Il problema è che le istituzioni, avallate dalla retorica nazionalista del Presidente Saied, hanno accolto l’appello: secondo Human Rights Watch (HRW) sono 500 le persone di origine subsahariana che in queste settimane sono state prelevate con la forza e deportate verso la frontiera libica. Abbandonate in una zona militarizzata il cui accesso è bloccato a giornalisti, alle agenzie ONU e alla società civile. Lasciate con poco accesso ad acqua, cibo o cure mediche.
“Il governo tunisino dovrebbe fermare le espulsioni collettive e consentire urgentemente l’accesso umanitario ai migranti africani e ai richiedenti asilo già espulsi in un’area pericolosa”. Questa la posizione della ONG statunitense che, inoltre, ha esortato a un’indagine approfondita sugli abusi denunciati per individuare i responsabili tra le forze di sicurezza nazionali. HRW ha inoltre sottolineato che in “molti hanno denunciato violenze – torture e stupri – proprio da parte delle autorità durante l’arresto o l’espulsione”.

====

Consegne dell'esercizio:
(a) Nel testo sulle espulsioni di migranti dalla Tunisia, quante persone di origine subsahariana risultano deportate verso la frontiera libica secondo Human Rights Watch?
(b) Prosegua il testo sulle espulsioni di migranti dalla Tunisia a partire dal punto in cui si interrompe.
I dati riportati più avanti non hanno alcun legame con il testo.

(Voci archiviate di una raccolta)
====

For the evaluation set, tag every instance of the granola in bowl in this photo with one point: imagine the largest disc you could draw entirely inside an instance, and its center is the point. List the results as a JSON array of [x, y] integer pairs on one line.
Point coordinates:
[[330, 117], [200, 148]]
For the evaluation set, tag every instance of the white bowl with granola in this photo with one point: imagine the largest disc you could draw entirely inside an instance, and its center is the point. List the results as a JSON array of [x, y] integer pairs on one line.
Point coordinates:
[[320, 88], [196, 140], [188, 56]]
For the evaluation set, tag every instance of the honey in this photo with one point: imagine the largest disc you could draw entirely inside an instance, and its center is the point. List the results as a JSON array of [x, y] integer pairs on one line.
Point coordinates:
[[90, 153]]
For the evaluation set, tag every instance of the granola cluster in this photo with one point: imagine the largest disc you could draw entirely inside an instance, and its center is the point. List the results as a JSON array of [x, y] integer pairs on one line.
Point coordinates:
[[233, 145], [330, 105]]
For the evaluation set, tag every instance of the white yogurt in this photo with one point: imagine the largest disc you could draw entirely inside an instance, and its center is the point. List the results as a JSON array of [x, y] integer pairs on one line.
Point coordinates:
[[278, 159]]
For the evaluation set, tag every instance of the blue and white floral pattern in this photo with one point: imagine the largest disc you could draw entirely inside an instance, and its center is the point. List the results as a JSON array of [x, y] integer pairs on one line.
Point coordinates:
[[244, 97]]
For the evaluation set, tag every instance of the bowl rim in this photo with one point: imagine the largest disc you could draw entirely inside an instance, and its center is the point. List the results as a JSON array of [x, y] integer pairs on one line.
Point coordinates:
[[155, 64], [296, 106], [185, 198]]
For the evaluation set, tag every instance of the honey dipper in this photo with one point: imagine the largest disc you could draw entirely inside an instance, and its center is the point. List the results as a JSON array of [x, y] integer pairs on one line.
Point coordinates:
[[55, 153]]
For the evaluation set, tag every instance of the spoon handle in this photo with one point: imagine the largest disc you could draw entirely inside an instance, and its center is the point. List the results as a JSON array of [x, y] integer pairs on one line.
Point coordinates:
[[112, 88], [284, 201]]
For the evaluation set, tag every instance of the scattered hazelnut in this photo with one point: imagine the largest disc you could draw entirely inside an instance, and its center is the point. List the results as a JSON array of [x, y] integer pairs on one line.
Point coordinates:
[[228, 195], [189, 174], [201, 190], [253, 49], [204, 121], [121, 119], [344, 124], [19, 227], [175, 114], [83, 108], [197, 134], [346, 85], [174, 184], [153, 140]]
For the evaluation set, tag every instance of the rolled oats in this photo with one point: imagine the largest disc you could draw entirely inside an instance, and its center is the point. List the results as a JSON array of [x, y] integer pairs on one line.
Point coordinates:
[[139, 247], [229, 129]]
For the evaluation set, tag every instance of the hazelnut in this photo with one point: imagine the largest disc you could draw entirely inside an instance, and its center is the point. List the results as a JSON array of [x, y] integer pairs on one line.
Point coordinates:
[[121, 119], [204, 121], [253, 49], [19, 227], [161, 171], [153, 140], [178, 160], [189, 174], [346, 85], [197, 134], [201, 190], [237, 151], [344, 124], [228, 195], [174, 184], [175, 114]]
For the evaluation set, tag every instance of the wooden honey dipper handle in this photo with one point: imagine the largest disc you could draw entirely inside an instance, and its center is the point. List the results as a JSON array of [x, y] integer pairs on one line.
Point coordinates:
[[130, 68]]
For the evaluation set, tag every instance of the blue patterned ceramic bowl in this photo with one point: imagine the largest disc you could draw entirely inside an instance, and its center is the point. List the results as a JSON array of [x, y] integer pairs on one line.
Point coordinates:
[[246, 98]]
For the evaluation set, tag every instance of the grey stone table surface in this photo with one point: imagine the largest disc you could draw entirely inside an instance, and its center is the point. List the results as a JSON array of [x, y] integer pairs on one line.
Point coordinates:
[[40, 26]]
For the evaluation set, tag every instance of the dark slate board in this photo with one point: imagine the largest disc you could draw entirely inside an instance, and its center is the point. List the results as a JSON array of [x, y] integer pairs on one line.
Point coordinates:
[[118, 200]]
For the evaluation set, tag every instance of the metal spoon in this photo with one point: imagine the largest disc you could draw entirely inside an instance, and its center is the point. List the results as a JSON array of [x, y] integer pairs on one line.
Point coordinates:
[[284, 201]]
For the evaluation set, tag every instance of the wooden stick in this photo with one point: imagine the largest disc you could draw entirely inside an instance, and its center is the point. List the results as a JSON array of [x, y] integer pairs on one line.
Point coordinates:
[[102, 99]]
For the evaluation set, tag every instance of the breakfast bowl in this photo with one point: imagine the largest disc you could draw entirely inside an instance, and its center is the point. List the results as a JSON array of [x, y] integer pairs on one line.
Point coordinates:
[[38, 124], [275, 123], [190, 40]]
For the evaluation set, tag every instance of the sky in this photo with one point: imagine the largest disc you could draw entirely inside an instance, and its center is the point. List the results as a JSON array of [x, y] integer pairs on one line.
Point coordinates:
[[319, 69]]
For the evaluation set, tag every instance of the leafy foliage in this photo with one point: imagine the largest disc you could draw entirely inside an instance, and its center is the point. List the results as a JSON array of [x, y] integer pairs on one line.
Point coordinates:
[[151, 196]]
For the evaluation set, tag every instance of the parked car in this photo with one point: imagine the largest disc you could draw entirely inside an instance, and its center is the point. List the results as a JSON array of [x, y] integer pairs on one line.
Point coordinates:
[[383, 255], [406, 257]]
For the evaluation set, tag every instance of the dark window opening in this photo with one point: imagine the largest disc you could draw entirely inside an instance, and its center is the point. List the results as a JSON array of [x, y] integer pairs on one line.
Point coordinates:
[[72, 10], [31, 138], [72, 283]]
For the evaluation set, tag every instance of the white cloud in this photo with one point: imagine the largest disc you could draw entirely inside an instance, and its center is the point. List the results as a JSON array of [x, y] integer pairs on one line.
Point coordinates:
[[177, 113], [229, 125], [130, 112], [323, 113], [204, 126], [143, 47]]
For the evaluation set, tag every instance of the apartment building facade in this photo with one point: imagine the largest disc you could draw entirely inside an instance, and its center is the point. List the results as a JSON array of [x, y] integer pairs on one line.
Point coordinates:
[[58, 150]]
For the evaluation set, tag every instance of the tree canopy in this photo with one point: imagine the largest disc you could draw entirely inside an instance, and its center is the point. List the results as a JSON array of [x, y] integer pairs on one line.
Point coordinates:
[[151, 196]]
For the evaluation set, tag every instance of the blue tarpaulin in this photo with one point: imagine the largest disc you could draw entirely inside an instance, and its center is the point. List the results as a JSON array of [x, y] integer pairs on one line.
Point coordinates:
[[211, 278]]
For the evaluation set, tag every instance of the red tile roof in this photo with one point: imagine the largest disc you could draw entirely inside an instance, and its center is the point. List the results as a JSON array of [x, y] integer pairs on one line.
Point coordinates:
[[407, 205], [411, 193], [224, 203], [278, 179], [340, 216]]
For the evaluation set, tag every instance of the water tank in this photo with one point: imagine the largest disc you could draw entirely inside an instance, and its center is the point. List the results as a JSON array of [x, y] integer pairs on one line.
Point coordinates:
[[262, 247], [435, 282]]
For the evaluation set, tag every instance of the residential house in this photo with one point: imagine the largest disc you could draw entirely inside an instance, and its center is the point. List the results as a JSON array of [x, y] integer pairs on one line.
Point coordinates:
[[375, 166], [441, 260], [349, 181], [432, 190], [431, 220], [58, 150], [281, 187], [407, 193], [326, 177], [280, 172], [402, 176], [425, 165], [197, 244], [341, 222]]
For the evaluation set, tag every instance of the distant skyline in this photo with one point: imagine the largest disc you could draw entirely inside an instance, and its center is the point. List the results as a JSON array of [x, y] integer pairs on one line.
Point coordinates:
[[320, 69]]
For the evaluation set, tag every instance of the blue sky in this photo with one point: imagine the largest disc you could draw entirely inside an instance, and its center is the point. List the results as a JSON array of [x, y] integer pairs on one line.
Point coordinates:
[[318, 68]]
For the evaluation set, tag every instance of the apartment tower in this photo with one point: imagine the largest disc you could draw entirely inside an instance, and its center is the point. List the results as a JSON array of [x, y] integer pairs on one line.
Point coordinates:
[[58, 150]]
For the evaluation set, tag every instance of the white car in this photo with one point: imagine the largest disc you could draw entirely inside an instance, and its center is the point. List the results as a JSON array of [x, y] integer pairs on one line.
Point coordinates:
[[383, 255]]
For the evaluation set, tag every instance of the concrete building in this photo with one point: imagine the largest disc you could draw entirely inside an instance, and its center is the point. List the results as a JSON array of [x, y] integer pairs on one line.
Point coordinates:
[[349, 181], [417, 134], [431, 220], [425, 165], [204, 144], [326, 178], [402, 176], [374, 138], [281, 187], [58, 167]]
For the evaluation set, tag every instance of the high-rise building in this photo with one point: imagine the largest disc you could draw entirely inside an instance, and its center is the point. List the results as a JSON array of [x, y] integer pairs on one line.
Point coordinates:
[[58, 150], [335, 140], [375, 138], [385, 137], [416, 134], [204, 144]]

====

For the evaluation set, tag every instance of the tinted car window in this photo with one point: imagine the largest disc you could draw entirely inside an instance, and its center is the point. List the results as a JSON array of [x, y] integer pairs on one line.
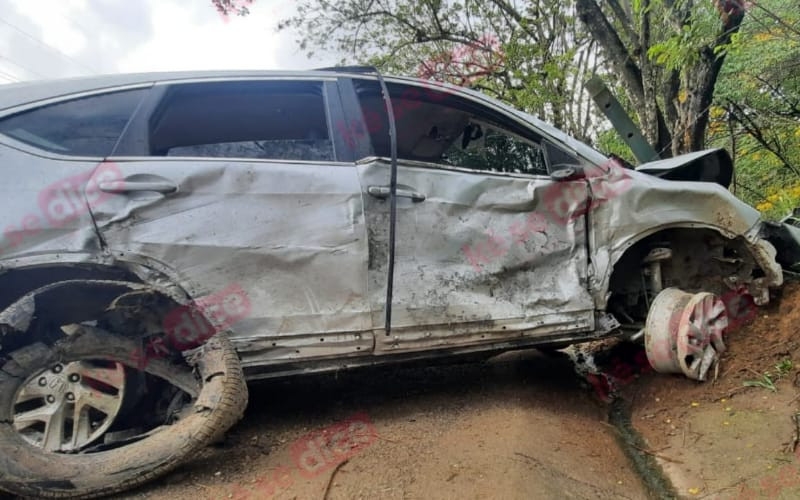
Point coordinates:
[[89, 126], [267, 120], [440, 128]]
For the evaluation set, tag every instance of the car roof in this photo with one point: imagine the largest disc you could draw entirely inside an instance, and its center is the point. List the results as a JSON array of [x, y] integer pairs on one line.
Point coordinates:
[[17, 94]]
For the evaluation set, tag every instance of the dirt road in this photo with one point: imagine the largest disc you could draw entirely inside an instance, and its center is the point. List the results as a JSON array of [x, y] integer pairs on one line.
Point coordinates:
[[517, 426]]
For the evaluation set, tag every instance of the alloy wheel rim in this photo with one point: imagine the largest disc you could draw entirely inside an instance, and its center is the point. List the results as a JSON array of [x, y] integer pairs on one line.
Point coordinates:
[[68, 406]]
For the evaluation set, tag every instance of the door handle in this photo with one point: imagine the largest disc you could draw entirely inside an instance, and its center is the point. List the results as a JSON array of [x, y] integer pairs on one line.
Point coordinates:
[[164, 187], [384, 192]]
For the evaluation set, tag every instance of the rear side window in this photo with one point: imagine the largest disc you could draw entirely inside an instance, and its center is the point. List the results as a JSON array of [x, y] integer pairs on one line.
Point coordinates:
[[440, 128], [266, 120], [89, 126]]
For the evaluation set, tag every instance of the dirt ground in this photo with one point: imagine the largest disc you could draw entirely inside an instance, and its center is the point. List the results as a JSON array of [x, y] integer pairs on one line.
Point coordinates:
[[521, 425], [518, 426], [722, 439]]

====

Risultati dell'esercizio:
(a) Secondo Human Rights Watch, sono 500 le persone di origine subsahariana deportate verso la frontiera libica.

(b)
Testimonianze analoghe sono state raccolte dalla Lega tunisina per la Difesa dei Diritti Umani, per cui molti sarebbero stati trasferiti nel Sud del Paese, presumibilmente in centri per migranti nel governatorato di Medenine. Contro la Guardia Nazionale tunisina anche organizzazione umanitarie come Sea Watch ed Alarm Phone. Il Partito Repubblicano, all’opposizione, prende le distanze dalla linea governativa. Per il suo leader, Ahmed Nejib Chebbi, a Sfax si sta scrivendo “Una pagina nera della nostra storia“.
Se la situazione è esplosa nelle ultime settimane, è vero che la convivenza tra povertà autoctona e miseria in transito è diventata impossibile già da parecchi mesi. A rompere gli equilibri precari ci ha pensato direttamente il Presidente della Repubblica, Kais Saied. Lo scorso Febbraio ha pubblicamente parlato di “africanizzazione della Tunisia”, affermando la presenza di “un piano criminale per cambiare la composizione demografica del paese, ci sono alcuni individui che hanno ricevuto grosse somme di denaro per dare la residenza ai migranti subsahariani.”Il Presidente ha inoltre sentenziato che “La loro presenza è fonte di violenza, crimini e atti inaccettabili”, sollecitando la popolazione ad opporsi a questo tentativo.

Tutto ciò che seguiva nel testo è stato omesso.